*GIVEN REQUEST*:
In the text on birth order and procrastination, what percentage of first-borns did Gabriel (2015) find to be procrastinators?

*DOCUMENT EXCERPT*:
···

The question to be investigated in the scope of this research is last-born children have a higher propensity towards procrastination when compared to first-borns or not. Additional points of interest include the reasons why the answer to the initial question is positive or negative. The discoveries to be made in the course of the investigation would help understand the causes of procrastination, which would assist in developing strategies to overcome the habit as well as the issues associated with it.
The majority of research dedicated to birth order and procrastination typically focuses on psychological and behavioral aspects of the issue. The research by Gabriel (2015) investigated the issue of the impact of birth order and procrastination in students of Eldoret town. His findings were that procrastination was practically inexistent in first-borns (1.7%), whereas the number of procrastinators increased dramatically in last-borns, ranging between 45% to 53%, depending on certain tasks (Gabriel, 2015). The researcher seeks to explain these eventualities by relying on a variety of analysis frameworks, including the Pleasure Principle, personality theory, and resource dilution theory.
According to Gabriel (2015), the pleasure principle theory views procrastination as a way to delay the unpleasant feelings associated with starting specific tasks. The resistance to such outcomes is directly connected to the familiarity with the routine. First-borns, especially in families where the time distance between childbirths is low, are typically considered “rough drafts” by their parents (Gabriel, 2015). They are expected to be more responsible and serve as mentors and guardians towards their younger siblings. At the same time, they need to compete for the attention of their parents. Therefore, from a young age, the first sibling is required to overcome oneself to do things and chores they may not specifically want, motivated by emotional rewards given for a job well-done (Gabriel, 2015).

···

*LISTED ENTRIES*:

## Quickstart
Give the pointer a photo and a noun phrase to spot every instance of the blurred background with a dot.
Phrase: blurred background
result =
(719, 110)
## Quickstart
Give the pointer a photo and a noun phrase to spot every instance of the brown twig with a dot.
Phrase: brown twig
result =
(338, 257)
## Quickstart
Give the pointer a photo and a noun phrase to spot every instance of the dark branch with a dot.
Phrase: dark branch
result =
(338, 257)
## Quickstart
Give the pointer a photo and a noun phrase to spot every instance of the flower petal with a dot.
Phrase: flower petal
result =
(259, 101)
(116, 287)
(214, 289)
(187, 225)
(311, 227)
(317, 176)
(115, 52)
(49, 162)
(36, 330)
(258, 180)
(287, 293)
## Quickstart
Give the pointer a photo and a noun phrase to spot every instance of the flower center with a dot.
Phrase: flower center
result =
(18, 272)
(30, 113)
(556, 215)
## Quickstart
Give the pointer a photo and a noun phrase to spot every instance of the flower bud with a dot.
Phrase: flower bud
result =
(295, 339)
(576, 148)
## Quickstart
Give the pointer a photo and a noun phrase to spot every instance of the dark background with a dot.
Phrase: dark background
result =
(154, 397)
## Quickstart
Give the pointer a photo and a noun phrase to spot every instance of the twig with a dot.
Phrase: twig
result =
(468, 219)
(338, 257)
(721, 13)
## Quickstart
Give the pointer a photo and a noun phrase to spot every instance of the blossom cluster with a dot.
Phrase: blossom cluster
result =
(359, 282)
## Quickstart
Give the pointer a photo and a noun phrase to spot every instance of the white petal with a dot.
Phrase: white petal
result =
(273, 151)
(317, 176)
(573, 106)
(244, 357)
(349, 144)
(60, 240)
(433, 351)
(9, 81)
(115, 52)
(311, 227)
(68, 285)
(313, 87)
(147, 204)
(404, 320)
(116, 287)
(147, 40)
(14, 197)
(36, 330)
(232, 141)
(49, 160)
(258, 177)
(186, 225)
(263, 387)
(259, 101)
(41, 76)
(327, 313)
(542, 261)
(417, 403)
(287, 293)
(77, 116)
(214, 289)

···

*EXERCISE OUTPUT*:
1.7%